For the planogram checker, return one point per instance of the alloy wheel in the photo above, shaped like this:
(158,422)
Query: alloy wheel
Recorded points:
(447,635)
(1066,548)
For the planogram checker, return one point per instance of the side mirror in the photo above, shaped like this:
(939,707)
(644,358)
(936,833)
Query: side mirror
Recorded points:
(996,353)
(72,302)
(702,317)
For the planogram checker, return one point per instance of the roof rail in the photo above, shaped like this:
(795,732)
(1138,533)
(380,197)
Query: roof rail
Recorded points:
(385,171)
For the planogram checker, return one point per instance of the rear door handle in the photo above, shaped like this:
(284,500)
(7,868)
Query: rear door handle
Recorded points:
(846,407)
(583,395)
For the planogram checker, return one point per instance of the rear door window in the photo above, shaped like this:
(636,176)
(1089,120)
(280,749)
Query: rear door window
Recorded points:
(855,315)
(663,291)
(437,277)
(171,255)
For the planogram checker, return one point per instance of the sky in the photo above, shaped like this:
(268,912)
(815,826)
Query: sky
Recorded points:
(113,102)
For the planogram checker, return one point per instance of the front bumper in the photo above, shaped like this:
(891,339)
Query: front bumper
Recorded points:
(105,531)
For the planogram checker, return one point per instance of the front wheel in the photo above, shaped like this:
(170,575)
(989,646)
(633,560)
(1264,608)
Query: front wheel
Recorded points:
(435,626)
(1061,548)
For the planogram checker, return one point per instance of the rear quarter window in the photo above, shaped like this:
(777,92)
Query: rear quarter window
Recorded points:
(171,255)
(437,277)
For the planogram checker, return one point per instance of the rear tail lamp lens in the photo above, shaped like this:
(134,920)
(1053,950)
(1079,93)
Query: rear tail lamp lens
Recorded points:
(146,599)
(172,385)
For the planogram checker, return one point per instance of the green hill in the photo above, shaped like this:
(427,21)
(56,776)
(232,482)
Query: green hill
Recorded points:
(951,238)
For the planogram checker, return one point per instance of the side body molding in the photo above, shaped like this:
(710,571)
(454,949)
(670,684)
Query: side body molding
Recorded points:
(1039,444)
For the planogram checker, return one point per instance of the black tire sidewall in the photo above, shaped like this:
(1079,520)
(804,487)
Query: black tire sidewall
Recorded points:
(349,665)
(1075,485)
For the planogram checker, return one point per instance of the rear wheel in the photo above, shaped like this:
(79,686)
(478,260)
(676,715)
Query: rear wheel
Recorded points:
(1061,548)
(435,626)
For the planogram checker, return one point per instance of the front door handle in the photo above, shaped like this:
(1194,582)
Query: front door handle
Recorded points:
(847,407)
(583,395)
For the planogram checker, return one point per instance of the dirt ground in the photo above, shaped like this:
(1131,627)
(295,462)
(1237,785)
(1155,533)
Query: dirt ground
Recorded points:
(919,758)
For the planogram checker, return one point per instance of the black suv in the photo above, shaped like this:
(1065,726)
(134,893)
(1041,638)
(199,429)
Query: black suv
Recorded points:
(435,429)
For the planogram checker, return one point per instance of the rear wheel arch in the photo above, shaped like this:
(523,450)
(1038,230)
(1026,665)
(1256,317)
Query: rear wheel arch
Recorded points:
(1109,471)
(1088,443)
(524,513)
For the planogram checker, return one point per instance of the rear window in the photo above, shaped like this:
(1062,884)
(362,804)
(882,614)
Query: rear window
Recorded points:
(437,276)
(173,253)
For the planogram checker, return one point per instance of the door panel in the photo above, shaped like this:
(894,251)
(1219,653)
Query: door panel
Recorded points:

= = =

TASK PROMPT: Only the lines from the one containing "the front door" to the end of the data should be printed, exactly as they stand.

EXERCISE ANSWER:
For the planogram checker, return one point per instance of the front door handle in the photo above, shaped like this:
(1194,582)
Query: front door handle
Recorded points:
(847,407)
(583,395)
For the planogram checker, return one point per instance of the dirt ground in the photo above, shaped like this:
(1131,627)
(295,462)
(1237,785)
(1155,533)
Query: dirt ground
Recorded points:
(919,758)
For the planogram checker, return one point per instance of the black suv in the photo above, shaped like this:
(1065,726)
(134,893)
(1041,638)
(199,429)
Query: black suv
Recorded points:
(435,429)
For the planogram checker, return one point per instance of the rear wheel arch in the photo above, shaped like this:
(523,450)
(1038,230)
(1026,665)
(1256,317)
Query: rear wheel arch
Recorded points:
(1109,471)
(1088,443)
(524,513)
For the planogram checker, return one point per instance of the rear window in the photo above, shaped like this:
(1062,884)
(362,804)
(882,614)
Query: rear window
Recorded points:
(437,276)
(173,253)
For the planogram checker, return one point per instance of the door panel in the photo above, shaped like this:
(894,251)
(1219,653)
Query: door panel
Recorded points:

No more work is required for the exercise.